◆ **Texto fornecido**:
++++++++

Em conclusão, diz Miguel Reale: caso o filho não ceda a qualquer razão e se recuse, obstinadamente, a prestar assistência a seus genitores, não restará aos pais senão uma via - a de propor ação de alimentos.

O Código Civil brasileiro em vigor, de que Miguel Reale foi um dos mais importantes autores, apresenta dois artigos fundamentais, que resolvem a questão aqui tratada e analisei os dois dispositivos no livro que escrevi: “Código Civil Comentado, volume XVII, coordenação Álvaro Villaça Azevedo, editora Atlas, São Paulo, página 23. 

O art. 1.695 diz: “São devidos os alimentos quando quem os pretende não tem bens suficientes, nem pode prover, pelo seu trabalho, à própria mantença, e aquele de quem se reclamam, pode fornecê-los, sem desfalque do necessário ao seu sustento”.

++++++++

◆ **Tarefas**:
A - Segundo o texto sobre a obrigação alimentar, que via resta aos pais quando o filho se recusa obstinadamente a prestar-lhes assistência?
B - Reproduza fielmente o trecho do texto sobre a obrigação alimentar que vai de "Em conclusão, diz" até "Paulo, página 23.", inclusive.

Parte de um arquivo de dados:

++++++++

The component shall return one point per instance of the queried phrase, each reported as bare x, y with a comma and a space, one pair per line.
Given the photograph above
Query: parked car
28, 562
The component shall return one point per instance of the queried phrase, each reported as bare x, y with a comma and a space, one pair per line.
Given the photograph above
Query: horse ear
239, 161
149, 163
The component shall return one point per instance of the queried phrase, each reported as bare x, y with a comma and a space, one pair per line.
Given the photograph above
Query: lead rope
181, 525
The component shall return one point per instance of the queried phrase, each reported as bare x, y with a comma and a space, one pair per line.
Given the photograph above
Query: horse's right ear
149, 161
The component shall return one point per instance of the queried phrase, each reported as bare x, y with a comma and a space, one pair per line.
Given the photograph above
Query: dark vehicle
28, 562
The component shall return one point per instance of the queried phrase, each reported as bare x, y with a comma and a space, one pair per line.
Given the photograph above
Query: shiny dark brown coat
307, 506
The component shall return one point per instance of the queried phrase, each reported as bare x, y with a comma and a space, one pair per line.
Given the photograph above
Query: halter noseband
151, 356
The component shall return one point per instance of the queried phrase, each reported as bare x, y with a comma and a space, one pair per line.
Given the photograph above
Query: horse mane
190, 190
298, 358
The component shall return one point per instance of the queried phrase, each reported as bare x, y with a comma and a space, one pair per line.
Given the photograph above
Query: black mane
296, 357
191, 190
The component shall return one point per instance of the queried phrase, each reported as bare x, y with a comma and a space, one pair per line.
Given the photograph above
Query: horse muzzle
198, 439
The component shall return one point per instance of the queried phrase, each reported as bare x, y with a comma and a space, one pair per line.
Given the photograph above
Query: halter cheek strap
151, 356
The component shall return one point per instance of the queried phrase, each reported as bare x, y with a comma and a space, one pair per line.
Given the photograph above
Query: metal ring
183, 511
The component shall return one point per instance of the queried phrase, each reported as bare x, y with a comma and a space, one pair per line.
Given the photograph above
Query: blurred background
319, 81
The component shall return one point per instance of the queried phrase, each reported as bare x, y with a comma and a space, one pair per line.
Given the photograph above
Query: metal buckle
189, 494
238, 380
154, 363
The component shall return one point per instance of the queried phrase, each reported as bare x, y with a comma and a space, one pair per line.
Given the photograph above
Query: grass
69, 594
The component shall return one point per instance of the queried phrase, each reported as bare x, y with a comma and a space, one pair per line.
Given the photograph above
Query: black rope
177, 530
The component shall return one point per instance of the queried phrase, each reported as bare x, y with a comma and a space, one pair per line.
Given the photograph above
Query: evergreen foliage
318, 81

++++++++

◆ **Respostas às tarefas**:
A - A de propor ação de alimentos.

B -
Em conclusão, diz Miguel Reale: caso o filho não ceda a qualquer razão e se recuse, obstinadamente, a prestar assistência a seus genitores, não restará aos pais senão uma via - a de propor ação de alimentos.

O Código Civil brasileiro em vigor, de que Miguel Reale foi um dos mais importantes autores, apresenta dois artigos fundamentais, que resolvem a questão aqui tratada e analisei os dois dispositivos no livro que escrevi: “Código Civil Comentado, volume XVII, coordenação Álvaro Villaça Azevedo, editora Atlas, São Paulo, página 23.